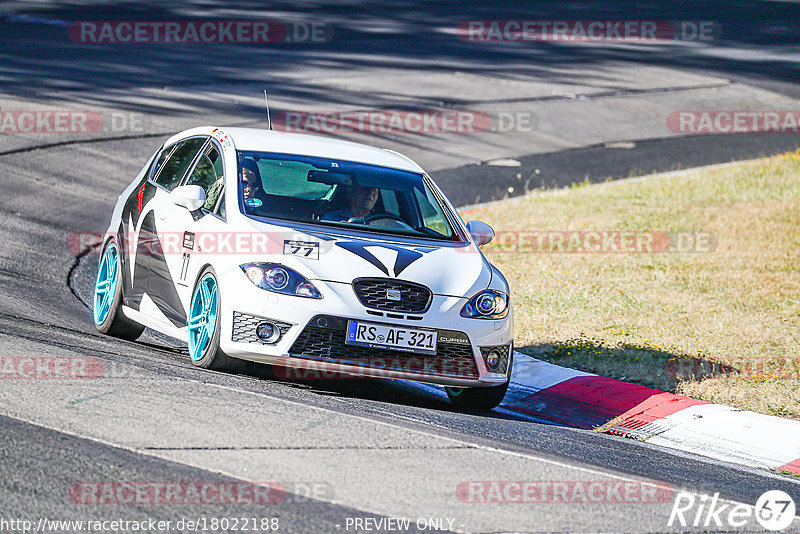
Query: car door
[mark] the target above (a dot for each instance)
(157, 237)
(185, 230)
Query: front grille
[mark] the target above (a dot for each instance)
(502, 367)
(372, 293)
(323, 340)
(244, 327)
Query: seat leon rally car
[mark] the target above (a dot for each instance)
(306, 253)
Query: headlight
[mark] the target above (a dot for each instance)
(488, 304)
(280, 279)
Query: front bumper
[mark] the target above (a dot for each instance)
(312, 344)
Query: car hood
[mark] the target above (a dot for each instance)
(459, 270)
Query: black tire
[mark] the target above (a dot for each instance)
(115, 323)
(212, 358)
(477, 399)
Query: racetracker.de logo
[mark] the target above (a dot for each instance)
(179, 493)
(587, 31)
(403, 365)
(43, 122)
(50, 368)
(599, 242)
(730, 121)
(563, 491)
(199, 31)
(384, 121)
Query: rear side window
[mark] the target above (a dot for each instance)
(171, 172)
(159, 162)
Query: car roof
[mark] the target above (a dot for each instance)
(262, 140)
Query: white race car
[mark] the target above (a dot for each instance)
(306, 253)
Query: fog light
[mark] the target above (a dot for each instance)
(268, 332)
(493, 359)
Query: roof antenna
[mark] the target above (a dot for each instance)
(269, 119)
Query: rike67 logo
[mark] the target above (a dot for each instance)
(774, 510)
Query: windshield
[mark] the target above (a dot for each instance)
(341, 193)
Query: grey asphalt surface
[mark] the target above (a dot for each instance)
(376, 448)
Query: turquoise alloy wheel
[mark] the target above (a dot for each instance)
(202, 316)
(106, 285)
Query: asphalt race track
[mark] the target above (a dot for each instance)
(350, 455)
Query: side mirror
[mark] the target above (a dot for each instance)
(191, 197)
(481, 232)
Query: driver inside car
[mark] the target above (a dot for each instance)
(360, 203)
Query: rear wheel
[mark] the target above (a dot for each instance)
(477, 399)
(108, 316)
(204, 324)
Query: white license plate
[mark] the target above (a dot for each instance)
(391, 337)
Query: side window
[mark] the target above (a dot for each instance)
(159, 161)
(172, 171)
(432, 216)
(208, 175)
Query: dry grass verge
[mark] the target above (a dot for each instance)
(721, 323)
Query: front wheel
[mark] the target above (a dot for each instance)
(477, 399)
(108, 316)
(204, 324)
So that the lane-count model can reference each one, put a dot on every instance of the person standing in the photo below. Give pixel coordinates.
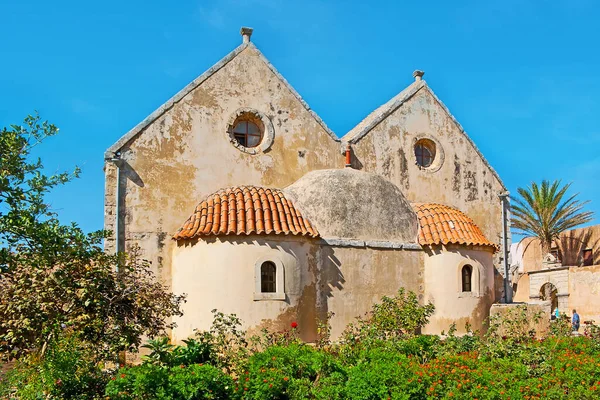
(575, 320)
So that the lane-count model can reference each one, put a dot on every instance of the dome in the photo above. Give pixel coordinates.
(441, 224)
(350, 204)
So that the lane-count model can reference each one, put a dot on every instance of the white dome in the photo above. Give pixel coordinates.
(347, 203)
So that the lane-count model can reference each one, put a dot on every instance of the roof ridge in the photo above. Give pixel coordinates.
(245, 210)
(452, 226)
(376, 116)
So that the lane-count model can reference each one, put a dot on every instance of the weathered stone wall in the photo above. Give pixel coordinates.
(346, 203)
(462, 179)
(541, 327)
(219, 273)
(584, 292)
(443, 283)
(352, 279)
(186, 153)
(319, 278)
(570, 246)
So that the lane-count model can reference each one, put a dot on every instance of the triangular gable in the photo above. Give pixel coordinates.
(382, 112)
(110, 152)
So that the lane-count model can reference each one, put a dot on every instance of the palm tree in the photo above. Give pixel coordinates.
(542, 213)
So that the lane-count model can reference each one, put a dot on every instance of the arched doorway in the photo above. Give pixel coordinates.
(548, 292)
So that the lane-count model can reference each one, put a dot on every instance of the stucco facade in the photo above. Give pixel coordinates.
(368, 243)
(571, 273)
(443, 282)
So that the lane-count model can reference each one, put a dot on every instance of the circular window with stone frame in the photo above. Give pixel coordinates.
(250, 131)
(428, 154)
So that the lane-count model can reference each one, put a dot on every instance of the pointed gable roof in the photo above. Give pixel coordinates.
(110, 152)
(383, 111)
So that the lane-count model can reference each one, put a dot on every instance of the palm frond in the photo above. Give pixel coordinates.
(541, 211)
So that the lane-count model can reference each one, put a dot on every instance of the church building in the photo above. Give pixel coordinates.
(242, 198)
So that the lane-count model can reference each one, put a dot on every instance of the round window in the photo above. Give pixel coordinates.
(425, 152)
(250, 131)
(247, 133)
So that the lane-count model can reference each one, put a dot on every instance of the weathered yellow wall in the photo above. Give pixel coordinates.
(443, 288)
(220, 274)
(463, 180)
(584, 292)
(186, 154)
(570, 245)
(540, 308)
(353, 279)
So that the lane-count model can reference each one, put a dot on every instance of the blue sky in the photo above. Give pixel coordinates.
(522, 77)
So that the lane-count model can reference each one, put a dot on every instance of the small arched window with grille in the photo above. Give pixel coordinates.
(268, 273)
(467, 273)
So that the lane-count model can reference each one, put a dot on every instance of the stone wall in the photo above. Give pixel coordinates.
(443, 283)
(584, 292)
(541, 327)
(186, 154)
(319, 278)
(460, 178)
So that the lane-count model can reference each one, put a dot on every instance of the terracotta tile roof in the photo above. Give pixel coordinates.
(245, 210)
(440, 224)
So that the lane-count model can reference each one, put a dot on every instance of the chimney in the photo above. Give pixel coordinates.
(348, 156)
(246, 33)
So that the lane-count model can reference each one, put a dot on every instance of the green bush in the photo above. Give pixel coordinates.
(296, 371)
(67, 371)
(150, 381)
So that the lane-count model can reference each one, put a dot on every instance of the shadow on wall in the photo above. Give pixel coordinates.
(331, 276)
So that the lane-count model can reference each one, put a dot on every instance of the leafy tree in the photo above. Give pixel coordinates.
(544, 212)
(55, 277)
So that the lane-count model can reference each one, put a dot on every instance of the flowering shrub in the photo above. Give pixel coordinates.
(68, 371)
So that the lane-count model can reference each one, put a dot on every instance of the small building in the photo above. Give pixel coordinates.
(568, 277)
(242, 197)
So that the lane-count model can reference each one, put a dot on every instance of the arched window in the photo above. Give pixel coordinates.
(267, 277)
(467, 273)
(425, 152)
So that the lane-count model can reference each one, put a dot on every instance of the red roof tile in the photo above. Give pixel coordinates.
(440, 224)
(245, 210)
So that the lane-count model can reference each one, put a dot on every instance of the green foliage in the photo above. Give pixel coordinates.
(150, 381)
(197, 350)
(55, 277)
(296, 371)
(394, 318)
(68, 371)
(561, 326)
(544, 212)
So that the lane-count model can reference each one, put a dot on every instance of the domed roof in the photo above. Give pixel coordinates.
(441, 224)
(245, 210)
(346, 203)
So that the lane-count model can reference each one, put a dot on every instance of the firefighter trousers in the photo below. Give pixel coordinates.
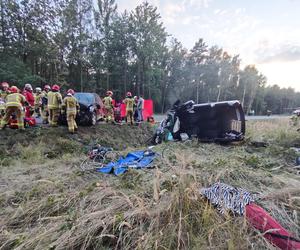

# [WORK INSTRUCTION]
What is needed is every line of the records that contains the word "rear".

# [TASK RESPONSE]
Query: rear side window
Query: rear wheel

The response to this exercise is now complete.